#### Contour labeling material
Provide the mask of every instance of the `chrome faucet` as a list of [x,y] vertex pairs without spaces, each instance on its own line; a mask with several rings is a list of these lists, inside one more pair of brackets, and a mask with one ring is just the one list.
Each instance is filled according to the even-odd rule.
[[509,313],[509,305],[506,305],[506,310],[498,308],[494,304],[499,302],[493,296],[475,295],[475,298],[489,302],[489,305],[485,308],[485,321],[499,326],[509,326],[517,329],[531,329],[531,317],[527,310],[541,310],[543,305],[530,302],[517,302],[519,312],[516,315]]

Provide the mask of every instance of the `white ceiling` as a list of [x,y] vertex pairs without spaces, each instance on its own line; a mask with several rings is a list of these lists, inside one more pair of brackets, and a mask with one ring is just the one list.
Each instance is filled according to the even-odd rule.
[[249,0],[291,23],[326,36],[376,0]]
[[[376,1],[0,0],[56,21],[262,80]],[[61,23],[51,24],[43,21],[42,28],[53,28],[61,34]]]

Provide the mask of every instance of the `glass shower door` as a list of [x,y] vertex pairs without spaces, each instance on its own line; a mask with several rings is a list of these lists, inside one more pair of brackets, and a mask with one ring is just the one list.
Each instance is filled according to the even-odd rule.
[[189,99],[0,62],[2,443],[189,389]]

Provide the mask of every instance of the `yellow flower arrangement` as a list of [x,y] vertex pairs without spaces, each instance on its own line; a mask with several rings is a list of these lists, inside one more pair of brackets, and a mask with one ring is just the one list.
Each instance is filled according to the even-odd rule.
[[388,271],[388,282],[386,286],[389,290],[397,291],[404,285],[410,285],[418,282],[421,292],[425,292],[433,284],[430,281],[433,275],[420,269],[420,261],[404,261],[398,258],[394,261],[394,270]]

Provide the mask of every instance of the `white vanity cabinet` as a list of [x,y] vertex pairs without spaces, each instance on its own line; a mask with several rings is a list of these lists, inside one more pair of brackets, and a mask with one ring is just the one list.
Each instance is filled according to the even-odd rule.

#### GOAL
Reproduce verbatim the lines of the material from its beginning through the line containing "[[189,99],[0,62],[2,443],[189,389]]", both ends included.

#### EXERCISE RESPONSE
Provide the mask of every instance of the `chrome faucet` as a list of [x,y] vertex pairs without spaces, each instance on its own line; a mask with several rings is a list of these lists, inside one more pair of brackets, and a mask with one ring is just the one list.
Each instance is filled according to the even-odd rule.
[[509,313],[509,305],[506,305],[506,310],[498,308],[494,304],[499,302],[493,296],[475,295],[475,298],[489,302],[489,305],[485,308],[485,321],[499,326],[509,326],[517,329],[531,329],[531,317],[527,310],[541,310],[543,305],[530,302],[517,302],[519,312],[516,315]]

Provide the mask of every instance of the `white ceiling` as a list of [x,y] vertex pairs without spaces, each instance on its own line; a mask with several rings is a list of these lists, inside one more pair of brackets, and a mask with one ring is just the one list.
Each instance is filled according to the even-odd rule.
[[249,0],[291,23],[326,36],[376,0]]
[[[376,1],[0,0],[56,21],[262,80]],[[61,23],[51,24],[43,21],[42,28],[53,28],[61,34]]]

Provide the mask of every instance of the `glass shower door` as a list of [x,y] vertex pairs without spaces, each instance on its own line; a mask with several rings is a list of these lists, inside one more pair of brackets, and a mask with one ring is just the one list.
Each instance is filled according to the even-odd rule.
[[189,99],[0,62],[2,443],[189,389]]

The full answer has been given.